__Set tasks__
#1 According to the Charles Burles biography, in which city did Burles make his stage debut?
#2 Check each statement against the Charles Burles biography: (a) Burles's father worked on the local tram system. (b) Burles made his stage debut at the Opéra de Marseille as Almaviva. (c) Burles studied voice with Léon Cazauran.

__Page text__
####################
= Charles Burles =

French opera singer (1936–2021)

Charles Burles (21 June 1936 – 22 August 2021) was a French lyric tenor, primarily associated with the French repertory, both opera and operetta.

== Life and career ==

Burles was born in Marseille, France, and as a child was taken to see opera by his father, an amateur musician and clown who worked on the local tram system. He undertook vocal studies there with Léon Cazauran. He made his stage debut in 1958, in Toulon. The following year he appeared at the Opéra de Marseille, as Almaviva in Il barbiere di Siviglia.
####################
[Coordinate annotation entries]
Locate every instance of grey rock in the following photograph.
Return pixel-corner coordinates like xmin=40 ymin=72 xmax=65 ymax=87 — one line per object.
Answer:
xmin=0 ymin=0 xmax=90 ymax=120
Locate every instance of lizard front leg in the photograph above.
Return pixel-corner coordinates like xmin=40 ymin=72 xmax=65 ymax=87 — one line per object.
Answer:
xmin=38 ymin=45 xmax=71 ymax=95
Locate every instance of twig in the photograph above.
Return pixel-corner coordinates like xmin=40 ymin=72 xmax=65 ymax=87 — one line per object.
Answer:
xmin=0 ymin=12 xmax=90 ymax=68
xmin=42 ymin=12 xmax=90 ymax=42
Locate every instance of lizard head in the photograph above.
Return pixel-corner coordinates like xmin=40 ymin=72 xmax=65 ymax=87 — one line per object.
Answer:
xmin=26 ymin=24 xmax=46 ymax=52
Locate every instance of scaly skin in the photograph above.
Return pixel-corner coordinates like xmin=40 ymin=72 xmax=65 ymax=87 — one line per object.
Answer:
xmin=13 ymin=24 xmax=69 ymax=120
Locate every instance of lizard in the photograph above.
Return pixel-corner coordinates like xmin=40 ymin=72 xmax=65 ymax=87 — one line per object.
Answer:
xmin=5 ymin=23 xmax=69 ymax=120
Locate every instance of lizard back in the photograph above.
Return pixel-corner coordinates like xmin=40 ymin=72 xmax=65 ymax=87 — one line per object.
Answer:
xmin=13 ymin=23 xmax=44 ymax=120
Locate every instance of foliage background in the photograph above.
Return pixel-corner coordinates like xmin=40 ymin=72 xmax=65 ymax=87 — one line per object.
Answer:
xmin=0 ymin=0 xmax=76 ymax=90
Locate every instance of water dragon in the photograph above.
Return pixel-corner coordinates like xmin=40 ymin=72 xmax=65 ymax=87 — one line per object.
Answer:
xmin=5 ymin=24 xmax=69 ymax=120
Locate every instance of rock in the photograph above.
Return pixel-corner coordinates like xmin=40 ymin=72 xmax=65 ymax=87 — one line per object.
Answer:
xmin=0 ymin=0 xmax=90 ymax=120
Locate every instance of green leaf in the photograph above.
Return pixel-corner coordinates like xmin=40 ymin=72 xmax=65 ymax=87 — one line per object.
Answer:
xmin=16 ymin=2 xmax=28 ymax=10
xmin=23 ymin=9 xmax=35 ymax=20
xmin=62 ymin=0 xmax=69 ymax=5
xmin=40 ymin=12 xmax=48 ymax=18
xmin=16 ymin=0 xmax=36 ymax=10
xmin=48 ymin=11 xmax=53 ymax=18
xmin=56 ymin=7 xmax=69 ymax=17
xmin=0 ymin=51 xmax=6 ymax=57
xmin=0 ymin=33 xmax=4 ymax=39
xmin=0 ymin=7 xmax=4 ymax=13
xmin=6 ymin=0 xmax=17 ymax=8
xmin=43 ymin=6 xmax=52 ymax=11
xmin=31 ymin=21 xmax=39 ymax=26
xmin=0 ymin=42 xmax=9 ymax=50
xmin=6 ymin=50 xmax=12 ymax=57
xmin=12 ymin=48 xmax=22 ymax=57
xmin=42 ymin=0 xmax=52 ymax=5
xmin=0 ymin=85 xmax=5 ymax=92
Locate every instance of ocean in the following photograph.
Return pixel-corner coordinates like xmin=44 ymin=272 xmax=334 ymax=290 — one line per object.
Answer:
####################
__The answers__
#1 Toulon

#2
(a) Yes: "an amateur musician and clown who worked on the local tram system"
(b) No: "He made his stage debut in 1958, in Toulon. The following year he appeared at the Opéra de Marseille, as Almaviva in Il barbiere di Siviglia."
(c) Yes: "He undertook vocal studies there with Léon Cazauran."